= PROBLEM STATEMENT =
Reproduce every one of the entries below character for character, and omit the pictures from your copy.

= RECORDS FOR THIS EXERCISE =

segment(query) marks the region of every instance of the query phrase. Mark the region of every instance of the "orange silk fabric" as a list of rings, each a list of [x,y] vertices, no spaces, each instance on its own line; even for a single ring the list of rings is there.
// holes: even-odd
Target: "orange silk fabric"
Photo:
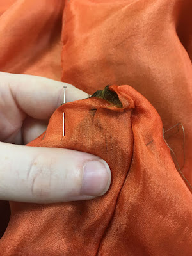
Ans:
[[[191,1],[0,4],[1,71],[62,77],[90,94],[131,86],[110,87],[122,111],[97,98],[61,106],[45,138],[30,144],[100,156],[112,171],[108,192],[86,202],[10,202],[0,255],[191,255],[191,193],[162,134],[162,124],[183,124],[182,172],[191,184]],[[175,131],[164,135],[182,166],[183,136]],[[3,232],[8,209],[0,205]]]
[[[132,87],[109,88],[122,108],[95,97],[67,103],[28,144],[102,157],[112,172],[109,190],[86,202],[10,202],[0,255],[191,255],[191,193],[163,140],[161,120]]]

= RESULT OF THIS EXERCISE =
segment(query) marks the region of every instance of the query phrase. Mark the region of every instance of the "orange silk fabric" as a list of rings, each a list of [x,y] vertices, no spaces, each instance on its own line; even for a single ring the list of rings is there.
// holes: even-odd
Target: "orange silk fabric"
Photo:
Ans:
[[[191,1],[0,4],[1,71],[62,77],[90,94],[131,86],[110,87],[122,111],[97,98],[61,106],[45,138],[30,144],[100,156],[112,171],[108,192],[86,202],[10,202],[0,255],[191,255],[191,193],[162,134],[162,124],[183,124],[182,172],[191,184]],[[175,131],[164,135],[182,166],[183,136]],[[3,232],[8,209],[0,205]]]
[[[132,87],[109,88],[122,108],[95,97],[67,103],[28,144],[102,157],[112,172],[109,190],[86,202],[10,202],[0,255],[191,255],[191,193],[163,140],[161,120]]]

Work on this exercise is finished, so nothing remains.